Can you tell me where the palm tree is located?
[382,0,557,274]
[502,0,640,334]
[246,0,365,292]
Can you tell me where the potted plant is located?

────────────────

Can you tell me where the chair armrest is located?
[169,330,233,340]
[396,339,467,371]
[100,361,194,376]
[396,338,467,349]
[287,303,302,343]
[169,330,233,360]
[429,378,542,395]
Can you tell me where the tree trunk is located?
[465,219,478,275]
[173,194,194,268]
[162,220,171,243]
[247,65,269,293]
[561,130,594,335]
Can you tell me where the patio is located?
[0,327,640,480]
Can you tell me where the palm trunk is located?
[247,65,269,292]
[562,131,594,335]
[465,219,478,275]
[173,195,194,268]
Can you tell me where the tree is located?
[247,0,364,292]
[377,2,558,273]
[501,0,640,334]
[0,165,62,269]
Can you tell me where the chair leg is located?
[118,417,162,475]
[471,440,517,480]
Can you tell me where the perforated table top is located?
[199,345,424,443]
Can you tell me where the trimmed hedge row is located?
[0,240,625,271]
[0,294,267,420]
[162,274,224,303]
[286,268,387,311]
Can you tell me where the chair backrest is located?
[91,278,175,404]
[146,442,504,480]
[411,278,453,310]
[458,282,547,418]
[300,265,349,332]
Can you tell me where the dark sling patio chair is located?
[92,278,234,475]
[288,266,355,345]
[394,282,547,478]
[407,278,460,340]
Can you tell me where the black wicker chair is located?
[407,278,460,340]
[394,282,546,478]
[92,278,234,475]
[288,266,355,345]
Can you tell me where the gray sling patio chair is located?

────────────────

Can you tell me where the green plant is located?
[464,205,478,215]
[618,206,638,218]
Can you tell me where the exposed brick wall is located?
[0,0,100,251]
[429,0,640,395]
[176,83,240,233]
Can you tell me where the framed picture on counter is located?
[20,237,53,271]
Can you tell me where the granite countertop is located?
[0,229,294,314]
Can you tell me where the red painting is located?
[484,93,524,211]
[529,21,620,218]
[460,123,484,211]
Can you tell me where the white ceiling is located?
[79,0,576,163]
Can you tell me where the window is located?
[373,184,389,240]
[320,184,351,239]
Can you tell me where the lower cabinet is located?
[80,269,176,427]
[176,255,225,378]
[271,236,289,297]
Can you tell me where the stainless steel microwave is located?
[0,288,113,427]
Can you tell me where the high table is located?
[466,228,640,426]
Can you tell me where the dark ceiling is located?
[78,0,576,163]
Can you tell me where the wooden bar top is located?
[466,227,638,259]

────────────────

§ **PROBLEM**
Tally the lines of the data above that contain the string "dark", treating uppercase and lowercase as distinct. Reply with the number alone.

§ **WRITTEN ANSWER**
2